--- WHAT THIS TASK INVOLVES ---
Retype the following data exactly, but leave its pictures out.
=== Begin Enclosure ===
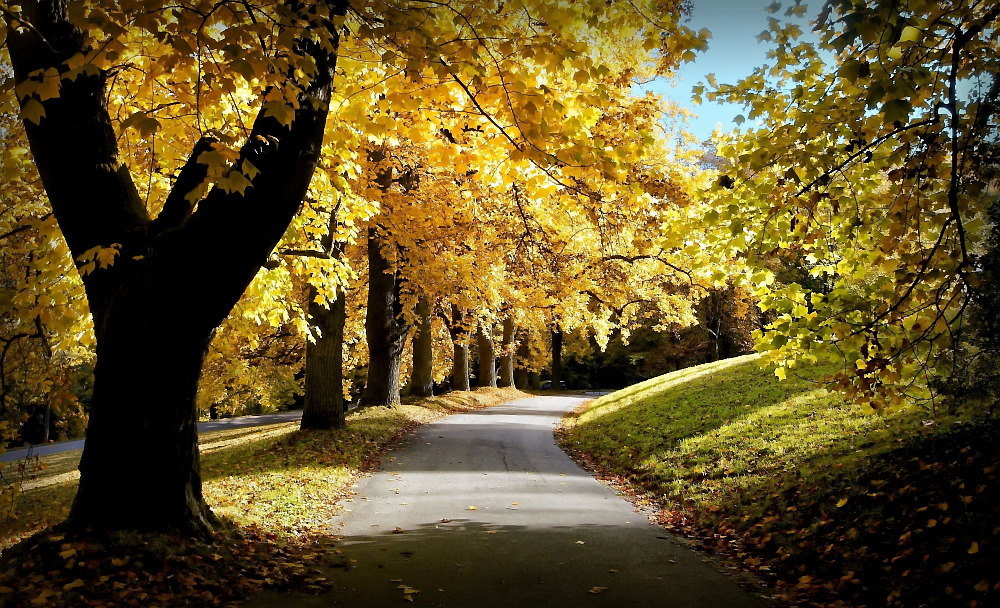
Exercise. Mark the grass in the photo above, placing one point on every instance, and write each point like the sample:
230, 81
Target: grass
786, 479
274, 487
=== End Enclosure ===
--- YOUR SOLUTION ---
Exercise. Mark the grass in the photo above, placing one point on every instance, and write each point like the sample:
230, 81
Target: grass
786, 479
274, 487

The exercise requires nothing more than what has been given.